* ASSIGNED TASK
What you return has to match the listing below line for line.

* DATA TO USE
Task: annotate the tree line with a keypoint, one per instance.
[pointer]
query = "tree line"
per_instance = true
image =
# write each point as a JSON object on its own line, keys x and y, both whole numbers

* TASK OUTPUT
Task: annotate the tree line with a keypoint, one per instance.
[pointer]
query = "tree line"
per_instance = true
image =
# write each point as a JSON object on its own line, keys x and y, both whole numbers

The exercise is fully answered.